_EXCERPT TO READ_

......

Sorry, but I'm going to be the latest hammer in the anvil chorus to acknowledge—grudgingly—that the holidays are bearing down on us like an angry bull who sees Donald Duck spread a red picnic blanket in the wrong field.  

I do so because I refuse to be late with my Christmas tree tips again this season! More and more of you are getting your trees into the house earlier every year, and so I want to deliver my safe tree directions NOW—while everyone can still benefit.

Your Three-Part Secret "Recipe" for a Fireproof Tree!

This time of year I get a lot of requests for special recipes that are "guaranteed" to make a tree fireproof when the specified witches brew of household chemicals is added to the water. The endlessly photo-copied, worn-out sheets describing these concoctions have great "urban legend" backgrounds: A rocket scientist at {pick your company: Dow, Monsanto, the old Allied Chemical; I've seen them all} came up with the formula; and its "guaranteed" to make your tree fireproof!
I love meeting people seeking this out in person, because I can then ask them what exactly they think the actual "guarantee" is? And who they're going to chase after to collect whatever that is when this nasty soup kills their tree or the fumes make them sick.
Please forget these things—they don't work and they can be really dangerous. Trees don't just 'burst into flames'. They dry out because people don't water them—and no chemical is going to prevent that; most will likely accelerate it. Actual fires are caused by using lights with bad wiring and overloading extension cords and outlets. Soaking your poor tree's butt in 20 Mule Team Borax, Snapple, Pam and dissolved Twizzlers ain't gonna help when your wallboard starts burning.

......

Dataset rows
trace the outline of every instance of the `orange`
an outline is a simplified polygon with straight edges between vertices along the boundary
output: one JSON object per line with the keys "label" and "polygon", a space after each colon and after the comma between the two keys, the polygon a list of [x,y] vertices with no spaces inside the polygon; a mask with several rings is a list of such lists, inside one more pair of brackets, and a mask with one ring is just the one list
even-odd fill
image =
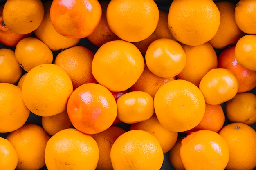
{"label": "orange", "polygon": [[224,124],[224,112],[220,104],[205,104],[205,112],[203,119],[195,127],[186,132],[186,133],[200,130],[209,130],[217,132]]}
{"label": "orange", "polygon": [[159,9],[158,23],[154,32],[147,38],[133,43],[142,54],[146,54],[147,49],[150,44],[159,38],[168,38],[176,40],[169,30],[167,24],[168,20],[168,13],[163,10]]}
{"label": "orange", "polygon": [[127,90],[139,79],[144,67],[143,57],[132,44],[119,40],[101,46],[92,64],[97,81],[110,91]]}
{"label": "orange", "polygon": [[111,126],[103,132],[91,135],[99,147],[99,161],[96,170],[113,170],[110,150],[115,141],[125,131],[121,128]]}
{"label": "orange", "polygon": [[25,104],[31,112],[40,116],[51,116],[65,110],[72,92],[72,82],[67,74],[52,64],[32,68],[22,86]]}
{"label": "orange", "polygon": [[195,46],[181,43],[186,57],[186,62],[182,71],[176,77],[190,82],[198,87],[202,78],[207,72],[216,68],[217,54],[208,42]]}
{"label": "orange", "polygon": [[109,27],[117,36],[137,42],[153,33],[158,23],[159,10],[153,0],[112,0],[106,16]]}
{"label": "orange", "polygon": [[176,170],[186,170],[180,158],[181,141],[184,136],[179,137],[176,143],[169,152],[169,159],[171,165]]}
{"label": "orange", "polygon": [[58,54],[54,64],[63,68],[70,77],[75,89],[85,83],[97,82],[92,73],[94,53],[84,46],[76,46]]}
{"label": "orange", "polygon": [[216,49],[221,49],[235,44],[245,33],[235,20],[236,4],[231,1],[215,2],[220,14],[220,23],[217,33],[209,42]]}
{"label": "orange", "polygon": [[245,68],[256,71],[256,35],[247,35],[239,39],[235,47],[237,62]]}
{"label": "orange", "polygon": [[97,0],[54,0],[50,16],[52,25],[60,34],[80,39],[93,32],[101,20],[101,12]]}
{"label": "orange", "polygon": [[229,148],[227,170],[252,170],[256,167],[256,132],[243,123],[233,123],[224,126],[219,134]]}
{"label": "orange", "polygon": [[220,14],[211,0],[174,0],[169,9],[168,26],[173,37],[186,45],[202,44],[217,32]]}
{"label": "orange", "polygon": [[202,78],[199,88],[206,103],[221,104],[236,95],[238,81],[236,75],[227,69],[213,68]]}
{"label": "orange", "polygon": [[173,80],[162,85],[154,99],[155,111],[160,123],[168,130],[184,132],[202,119],[205,102],[199,89],[186,80]]}
{"label": "orange", "polygon": [[110,29],[107,21],[107,8],[110,0],[100,1],[102,11],[101,18],[99,23],[87,39],[93,44],[100,47],[107,42],[120,40]]}
{"label": "orange", "polygon": [[68,99],[67,110],[74,127],[88,134],[99,133],[108,128],[117,112],[112,93],[96,83],[86,83],[75,89]]}
{"label": "orange", "polygon": [[218,66],[232,71],[238,80],[238,93],[245,92],[256,86],[256,71],[245,68],[239,64],[235,55],[235,46],[227,47],[218,56]]}
{"label": "orange", "polygon": [[117,118],[127,124],[146,120],[154,114],[154,99],[144,91],[124,94],[117,99]]}
{"label": "orange", "polygon": [[148,69],[157,76],[176,76],[185,67],[186,57],[184,50],[176,41],[160,38],[152,42],[145,55]]}
{"label": "orange", "polygon": [[255,34],[256,2],[253,0],[238,1],[235,11],[235,20],[242,31],[248,34]]}
{"label": "orange", "polygon": [[160,143],[164,154],[173,147],[178,138],[178,132],[164,128],[155,114],[146,120],[131,124],[130,130],[134,130],[146,131],[153,135]]}
{"label": "orange", "polygon": [[114,142],[110,158],[114,170],[159,170],[164,154],[158,141],[150,133],[130,130]]}
{"label": "orange", "polygon": [[28,72],[36,66],[51,64],[53,54],[48,46],[39,39],[27,37],[19,42],[15,48],[15,57],[20,66]]}
{"label": "orange", "polygon": [[8,140],[0,137],[0,168],[14,170],[18,164],[18,155],[12,144]]}
{"label": "orange", "polygon": [[44,12],[40,0],[7,0],[3,10],[3,19],[12,31],[26,34],[39,26]]}
{"label": "orange", "polygon": [[52,137],[45,154],[48,170],[94,170],[99,156],[99,148],[92,137],[71,128]]}
{"label": "orange", "polygon": [[0,133],[20,128],[30,113],[23,102],[21,89],[7,83],[0,83]]}
{"label": "orange", "polygon": [[44,130],[52,136],[61,130],[71,128],[72,126],[67,110],[53,116],[42,117],[41,123]]}
{"label": "orange", "polygon": [[225,105],[227,119],[248,125],[256,123],[256,95],[251,92],[237,93]]}
{"label": "orange", "polygon": [[45,146],[50,137],[38,125],[26,124],[9,133],[6,139],[17,152],[17,170],[36,170],[45,166]]}
{"label": "orange", "polygon": [[216,132],[193,132],[181,141],[180,157],[186,170],[222,170],[229,158],[229,146],[224,138]]}
{"label": "orange", "polygon": [[67,49],[77,45],[80,39],[71,38],[62,35],[54,29],[50,17],[52,0],[43,4],[45,13],[39,26],[34,31],[36,37],[44,42],[52,51]]}
{"label": "orange", "polygon": [[154,74],[145,64],[144,70],[138,80],[130,88],[130,91],[142,91],[149,94],[154,98],[157,90],[167,82],[176,79],[175,77],[162,78]]}
{"label": "orange", "polygon": [[0,83],[15,84],[21,77],[22,68],[10,49],[0,49]]}

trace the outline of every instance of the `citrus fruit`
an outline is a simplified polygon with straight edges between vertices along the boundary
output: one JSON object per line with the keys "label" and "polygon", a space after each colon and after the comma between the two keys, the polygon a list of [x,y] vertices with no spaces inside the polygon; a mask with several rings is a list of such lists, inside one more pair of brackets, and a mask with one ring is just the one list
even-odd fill
{"label": "citrus fruit", "polygon": [[154,106],[163,126],[177,132],[195,127],[205,110],[202,92],[195,85],[184,80],[175,80],[163,85],[155,94]]}
{"label": "citrus fruit", "polygon": [[94,170],[99,156],[99,147],[92,137],[73,128],[64,129],[52,137],[45,154],[48,170]]}
{"label": "citrus fruit", "polygon": [[74,127],[88,134],[99,133],[108,128],[117,112],[111,93],[96,83],[86,83],[75,89],[68,99],[67,110]]}

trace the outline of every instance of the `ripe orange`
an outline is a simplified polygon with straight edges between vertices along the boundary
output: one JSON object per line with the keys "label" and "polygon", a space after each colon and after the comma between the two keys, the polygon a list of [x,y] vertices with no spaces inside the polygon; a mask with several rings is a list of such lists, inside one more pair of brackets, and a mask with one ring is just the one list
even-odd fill
{"label": "ripe orange", "polygon": [[224,49],[235,44],[245,35],[235,20],[236,4],[231,1],[215,2],[220,14],[220,23],[217,33],[209,42],[216,49]]}
{"label": "ripe orange", "polygon": [[174,38],[186,45],[202,44],[217,33],[220,12],[211,0],[174,0],[170,6],[168,26]]}
{"label": "ripe orange", "polygon": [[162,85],[154,99],[155,111],[160,123],[168,130],[184,132],[202,120],[205,102],[199,89],[186,80],[173,80]]}
{"label": "ripe orange", "polygon": [[229,148],[229,160],[225,170],[252,170],[256,167],[256,132],[243,123],[224,126],[219,134]]}
{"label": "ripe orange", "polygon": [[127,90],[139,79],[144,67],[143,57],[132,44],[112,41],[101,46],[92,64],[97,81],[110,91]]}
{"label": "ripe orange", "polygon": [[67,74],[52,64],[32,68],[22,87],[25,104],[31,112],[40,116],[51,116],[65,110],[72,92],[72,82]]}
{"label": "ripe orange", "polygon": [[157,27],[159,10],[153,0],[111,0],[107,21],[113,32],[125,41],[137,42],[148,37]]}
{"label": "ripe orange", "polygon": [[7,0],[3,9],[3,19],[12,31],[26,34],[39,26],[44,12],[40,0]]}
{"label": "ripe orange", "polygon": [[217,54],[213,48],[208,42],[195,46],[180,43],[186,56],[185,67],[176,77],[190,82],[198,87],[202,78],[213,68],[216,68]]}
{"label": "ripe orange", "polygon": [[231,122],[248,125],[256,123],[256,95],[252,93],[237,93],[225,105],[226,115]]}
{"label": "ripe orange", "polygon": [[193,132],[181,141],[180,157],[187,170],[222,170],[229,158],[229,146],[224,138],[216,132]]}
{"label": "ripe orange", "polygon": [[236,75],[229,70],[214,68],[203,77],[199,88],[206,103],[219,104],[236,95],[238,88],[238,81]]}
{"label": "ripe orange", "polygon": [[110,1],[99,2],[102,11],[101,20],[93,32],[87,37],[90,42],[98,47],[107,42],[120,40],[109,28],[107,21],[107,8]]}
{"label": "ripe orange", "polygon": [[138,80],[129,88],[129,91],[146,92],[154,98],[156,93],[162,85],[175,79],[175,77],[162,78],[158,77],[151,72],[145,64],[143,72]]}
{"label": "ripe orange", "polygon": [[144,121],[154,114],[154,99],[144,91],[124,94],[117,101],[117,118],[127,124]]}
{"label": "ripe orange", "polygon": [[7,83],[0,83],[0,133],[20,128],[30,113],[23,102],[21,89]]}
{"label": "ripe orange", "polygon": [[96,83],[86,83],[75,90],[68,99],[67,110],[74,127],[88,134],[99,133],[108,128],[117,112],[111,93]]}
{"label": "ripe orange", "polygon": [[159,170],[164,154],[157,139],[141,130],[130,130],[114,142],[110,158],[114,170]]}
{"label": "ripe orange", "polygon": [[170,78],[176,76],[185,67],[186,54],[180,44],[168,38],[152,42],[145,55],[148,69],[157,76]]}
{"label": "ripe orange", "polygon": [[18,164],[18,155],[11,142],[0,137],[0,168],[13,170]]}
{"label": "ripe orange", "polygon": [[15,84],[20,79],[22,68],[15,57],[13,50],[0,49],[0,83]]}
{"label": "ripe orange", "polygon": [[51,64],[52,51],[43,42],[34,37],[27,37],[19,42],[15,48],[15,57],[20,66],[28,72],[43,64]]}
{"label": "ripe orange", "polygon": [[45,151],[50,137],[35,124],[25,124],[9,133],[6,139],[12,144],[18,155],[16,170],[40,169],[45,166]]}
{"label": "ripe orange", "polygon": [[74,90],[85,83],[97,82],[92,73],[94,56],[94,53],[88,48],[76,46],[58,53],[54,64],[67,72]]}
{"label": "ripe orange", "polygon": [[131,124],[130,130],[139,130],[149,132],[160,143],[164,154],[173,147],[178,138],[178,132],[164,128],[159,122],[155,114],[144,121]]}
{"label": "ripe orange", "polygon": [[101,12],[97,0],[54,0],[50,16],[52,25],[60,34],[80,39],[93,32],[101,20]]}
{"label": "ripe orange", "polygon": [[235,11],[235,20],[242,31],[248,34],[255,34],[256,2],[253,0],[239,0]]}
{"label": "ripe orange", "polygon": [[80,39],[63,36],[57,32],[52,25],[50,17],[50,9],[52,2],[52,1],[50,0],[43,3],[45,14],[40,25],[34,31],[35,35],[52,51],[66,49],[77,45]]}
{"label": "ripe orange", "polygon": [[125,131],[121,128],[111,126],[103,132],[91,136],[99,147],[99,161],[96,170],[112,170],[110,150],[115,141]]}
{"label": "ripe orange", "polygon": [[52,137],[45,154],[48,170],[94,170],[99,156],[99,148],[92,137],[72,128]]}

......

_EXERCISES TO COMPLETE_
1) Write out the portion of the Christmas tree passage between "I love meeting" and "make them sick.", inclusive.
2) Pull out each row that contains the string "every", matching case exactly.
These rows have no connection to the Christmas tree passage.

_SOLUTIONS BELOW_
1)
I love meeting people seeking this out in person, because I can then ask them what exactly they think the actual "guarantee" is? And who they're going to chase after to collect whatever that is when this nasty soup kills their tree or the fumes make them sick.

2)
trace the outline of every instance of the `orange`
trace the outline of every instance of the `citrus fruit`
trace the outline of every instance of the `ripe orange`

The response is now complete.